[Collected data]
───
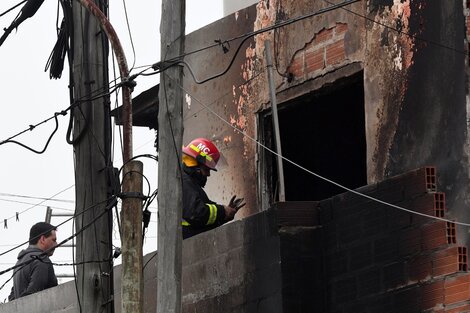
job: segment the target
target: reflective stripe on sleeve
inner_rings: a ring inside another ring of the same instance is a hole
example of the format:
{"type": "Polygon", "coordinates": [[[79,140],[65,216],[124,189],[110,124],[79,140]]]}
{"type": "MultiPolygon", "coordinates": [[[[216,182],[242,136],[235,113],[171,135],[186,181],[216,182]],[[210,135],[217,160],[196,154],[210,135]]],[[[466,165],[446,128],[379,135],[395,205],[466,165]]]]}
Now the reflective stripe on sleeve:
{"type": "Polygon", "coordinates": [[[206,225],[211,225],[215,223],[217,219],[217,206],[215,204],[206,204],[209,207],[209,220],[206,225]]]}
{"type": "Polygon", "coordinates": [[[182,225],[182,226],[190,226],[191,224],[189,224],[188,222],[186,222],[185,220],[183,220],[183,221],[181,222],[181,225],[182,225]]]}

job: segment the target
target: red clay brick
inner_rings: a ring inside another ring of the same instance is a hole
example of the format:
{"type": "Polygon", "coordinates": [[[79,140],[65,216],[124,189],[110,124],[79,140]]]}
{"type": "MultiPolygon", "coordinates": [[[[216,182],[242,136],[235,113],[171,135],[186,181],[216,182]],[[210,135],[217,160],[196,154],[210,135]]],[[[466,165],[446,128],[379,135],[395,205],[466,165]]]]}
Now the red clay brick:
{"type": "Polygon", "coordinates": [[[348,24],[336,23],[335,35],[341,35],[348,31],[348,24]]]}
{"type": "Polygon", "coordinates": [[[455,223],[447,222],[447,243],[455,244],[457,243],[457,228],[455,223]]]}
{"type": "Polygon", "coordinates": [[[444,281],[423,285],[421,289],[421,309],[432,309],[444,303],[444,281]]]}
{"type": "Polygon", "coordinates": [[[447,245],[447,222],[437,221],[425,225],[422,229],[423,250],[433,250],[447,245]]]}
{"type": "Polygon", "coordinates": [[[401,256],[409,256],[421,251],[421,231],[418,228],[402,230],[398,241],[398,251],[401,256]]]}
{"type": "MultiPolygon", "coordinates": [[[[433,255],[433,276],[441,276],[447,274],[457,273],[462,270],[461,260],[462,252],[459,250],[461,247],[450,247],[445,250],[438,251],[433,255]]],[[[466,249],[465,249],[466,253],[466,249]]]]}
{"type": "Polygon", "coordinates": [[[313,45],[318,45],[332,38],[333,38],[333,28],[322,29],[320,32],[318,32],[315,35],[315,39],[313,40],[313,45]]]}
{"type": "Polygon", "coordinates": [[[382,284],[385,289],[394,289],[406,283],[406,264],[395,262],[382,267],[382,284]]]}
{"type": "Polygon", "coordinates": [[[344,61],[346,51],[344,49],[344,40],[339,40],[326,47],[326,65],[333,65],[344,61]]]}
{"type": "Polygon", "coordinates": [[[424,281],[432,275],[432,262],[429,255],[419,255],[408,265],[410,281],[424,281]]]}
{"type": "Polygon", "coordinates": [[[444,217],[446,212],[446,194],[436,192],[434,194],[434,216],[444,217]]]}
{"type": "Polygon", "coordinates": [[[403,203],[407,209],[434,216],[434,194],[425,193],[403,203]]]}
{"type": "MultiPolygon", "coordinates": [[[[415,212],[429,216],[444,217],[446,211],[444,198],[443,193],[423,193],[405,201],[404,206],[415,212]]],[[[428,217],[415,216],[419,218],[421,224],[429,223],[434,220],[428,217]]]]}
{"type": "Polygon", "coordinates": [[[457,277],[447,277],[444,291],[445,304],[470,300],[470,274],[465,273],[457,277]]]}
{"type": "Polygon", "coordinates": [[[429,191],[436,191],[437,189],[437,176],[436,176],[436,167],[427,166],[424,168],[426,173],[426,187],[429,191]]]}
{"type": "Polygon", "coordinates": [[[467,271],[468,270],[468,252],[467,247],[459,247],[459,270],[467,271]]]}
{"type": "Polygon", "coordinates": [[[295,77],[302,77],[304,75],[304,54],[299,52],[291,65],[289,66],[289,72],[292,73],[295,77]]]}
{"type": "Polygon", "coordinates": [[[314,51],[305,52],[305,65],[307,66],[307,73],[313,73],[325,67],[324,51],[324,48],[320,48],[314,51]]]}
{"type": "Polygon", "coordinates": [[[402,175],[398,175],[380,182],[377,185],[379,192],[386,192],[389,189],[402,189],[404,199],[412,199],[416,196],[435,192],[435,168],[422,167],[413,171],[409,171],[402,175]],[[431,188],[434,186],[434,189],[431,188]]]}
{"type": "Polygon", "coordinates": [[[405,175],[405,198],[411,198],[428,192],[436,192],[436,168],[422,167],[405,175]]]}

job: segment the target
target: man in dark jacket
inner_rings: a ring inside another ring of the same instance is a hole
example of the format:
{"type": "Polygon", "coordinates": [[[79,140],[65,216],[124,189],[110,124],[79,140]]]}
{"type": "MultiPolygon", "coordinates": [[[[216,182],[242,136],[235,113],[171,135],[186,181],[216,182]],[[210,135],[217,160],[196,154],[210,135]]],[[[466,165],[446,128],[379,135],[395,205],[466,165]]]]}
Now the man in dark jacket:
{"type": "Polygon", "coordinates": [[[57,277],[49,259],[57,245],[56,228],[49,223],[34,224],[29,232],[29,246],[18,255],[13,273],[12,301],[57,286],[57,277]]]}
{"type": "Polygon", "coordinates": [[[245,205],[233,196],[228,205],[209,200],[204,186],[210,171],[216,171],[220,153],[208,139],[196,138],[183,147],[183,239],[214,229],[233,220],[245,205]]]}

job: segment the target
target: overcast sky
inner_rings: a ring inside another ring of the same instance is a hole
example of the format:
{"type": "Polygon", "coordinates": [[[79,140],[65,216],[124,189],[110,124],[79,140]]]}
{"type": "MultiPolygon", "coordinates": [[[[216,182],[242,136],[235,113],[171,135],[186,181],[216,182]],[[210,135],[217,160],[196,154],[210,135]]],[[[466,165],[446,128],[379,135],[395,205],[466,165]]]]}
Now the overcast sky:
───
Task directions: What's needed is an exact copy of every entry, free of pictures.

Output for this task:
job: segment the target
target: reflective stripe on sleeve
inner_rings: a ring inside another ring of the same instance is a hole
example of the format:
{"type": "Polygon", "coordinates": [[[79,140],[65,216],[124,189],[110,124],[79,140]]]}
{"type": "MultiPolygon", "coordinates": [[[[216,182],[242,136],[235,113],[171,135],[186,181],[216,182]],[[210,135],[217,160],[196,154],[210,135]]],[[[466,165],[446,128],[379,135],[395,205],[466,165]]]]}
Now the reflective stripe on sleeve:
{"type": "Polygon", "coordinates": [[[206,225],[211,225],[215,223],[217,219],[217,206],[215,204],[206,204],[209,207],[209,220],[206,225]]]}
{"type": "Polygon", "coordinates": [[[182,225],[182,226],[190,226],[191,224],[189,224],[188,222],[186,222],[185,220],[183,220],[183,221],[181,222],[181,225],[182,225]]]}

job: segment the target
target: red clay brick
inner_rings: a ring inside another ring of the same instance is a hole
example of the format:
{"type": "Polygon", "coordinates": [[[79,140],[65,216],[124,189],[110,124],[79,140]]]}
{"type": "MultiPolygon", "coordinates": [[[[216,182],[242,136],[235,113],[171,135],[186,181],[216,182]],[[210,135],[217,160],[196,154],[210,135]]],[[[466,165],[446,128],[379,135],[395,205],[466,165]]]]}
Now the red clay brick:
{"type": "Polygon", "coordinates": [[[348,24],[336,23],[335,35],[341,35],[348,31],[348,24]]]}
{"type": "Polygon", "coordinates": [[[455,223],[447,222],[447,243],[455,244],[457,243],[457,228],[455,223]]]}
{"type": "Polygon", "coordinates": [[[444,281],[423,285],[421,289],[421,309],[432,309],[444,303],[444,281]]]}
{"type": "Polygon", "coordinates": [[[447,245],[447,222],[437,221],[425,225],[422,229],[423,250],[433,250],[447,245]]]}
{"type": "Polygon", "coordinates": [[[401,256],[409,256],[421,251],[421,231],[418,228],[402,230],[398,241],[398,251],[401,256]]]}
{"type": "MultiPolygon", "coordinates": [[[[433,255],[433,276],[441,276],[447,274],[457,273],[462,270],[461,260],[462,252],[459,250],[461,247],[450,247],[445,250],[438,251],[433,255]]],[[[466,249],[465,249],[466,253],[466,249]]]]}
{"type": "Polygon", "coordinates": [[[313,45],[318,45],[332,38],[333,38],[333,28],[322,29],[320,32],[318,32],[315,35],[315,39],[313,40],[313,45]]]}
{"type": "Polygon", "coordinates": [[[382,284],[385,289],[394,289],[406,283],[406,264],[395,262],[382,267],[382,284]]]}
{"type": "Polygon", "coordinates": [[[344,61],[346,51],[344,49],[344,40],[339,40],[326,47],[326,65],[333,65],[344,61]]]}
{"type": "Polygon", "coordinates": [[[424,281],[432,275],[432,262],[429,255],[419,255],[408,265],[410,281],[424,281]]]}
{"type": "Polygon", "coordinates": [[[444,217],[446,212],[446,194],[436,192],[434,194],[434,216],[444,217]]]}
{"type": "Polygon", "coordinates": [[[403,203],[407,209],[434,216],[434,194],[425,193],[403,203]]]}
{"type": "MultiPolygon", "coordinates": [[[[415,212],[429,216],[444,217],[446,211],[444,198],[443,193],[423,193],[405,201],[404,206],[415,212]]],[[[428,217],[415,216],[419,218],[421,224],[429,223],[434,220],[428,217]]]]}
{"type": "Polygon", "coordinates": [[[457,277],[447,277],[444,291],[445,304],[470,300],[470,274],[465,273],[457,277]]]}
{"type": "Polygon", "coordinates": [[[429,191],[436,191],[437,189],[437,176],[436,176],[436,167],[427,166],[424,168],[426,173],[426,187],[429,191]]]}
{"type": "Polygon", "coordinates": [[[467,271],[468,270],[468,252],[467,247],[459,247],[459,270],[467,271]]]}
{"type": "Polygon", "coordinates": [[[295,77],[302,77],[304,75],[304,54],[299,52],[291,65],[289,66],[289,72],[292,73],[295,77]]]}
{"type": "Polygon", "coordinates": [[[314,51],[305,52],[305,65],[307,66],[307,73],[313,73],[325,67],[324,51],[324,48],[320,48],[314,51]]]}
{"type": "Polygon", "coordinates": [[[402,175],[398,175],[380,182],[377,185],[379,192],[386,192],[389,189],[402,189],[404,199],[412,199],[416,196],[435,192],[435,168],[422,167],[413,171],[409,171],[402,175]],[[431,188],[434,186],[434,189],[431,188]]]}
{"type": "Polygon", "coordinates": [[[405,175],[405,198],[411,198],[428,192],[436,192],[436,168],[422,167],[405,175]]]}

job: segment the target
target: man in dark jacket
inner_rings: a ring inside another ring of the same instance is a hole
example of the format:
{"type": "Polygon", "coordinates": [[[79,140],[65,216],[124,189],[110,124],[79,140]]]}
{"type": "MultiPolygon", "coordinates": [[[[216,182],[242,136],[235,113],[171,135],[186,181],[216,182]],[[210,135],[217,160],[196,154],[210,135]]],[[[466,165],[446,128],[379,135],[395,205],[466,165]]]]}
Now the man in dark jacket:
{"type": "Polygon", "coordinates": [[[57,277],[49,259],[57,245],[56,228],[49,223],[34,224],[29,232],[29,246],[18,255],[13,273],[12,301],[57,286],[57,277]]]}
{"type": "Polygon", "coordinates": [[[245,205],[233,196],[228,205],[209,200],[204,186],[210,171],[216,171],[220,153],[208,139],[196,138],[183,147],[183,239],[214,229],[233,220],[245,205]]]}

job: segment the target
target: overcast sky
inner_rings: a ring inside another ring of the same instance is a hole
example of the format:
{"type": "Polygon", "coordinates": [[[79,140],[65,216],[124,189],[110,124],[79,140]]]}
{"type": "MultiPolygon", "coordinates": [[[[216,182],[242,136],[235,113],[171,135],[186,181],[216,182]],[[210,135],[217,160],[196,154],[210,135]]],[[[466,165],[446,128],[379,135],[395,205],[466,165]]]]}
Now the overcast sky:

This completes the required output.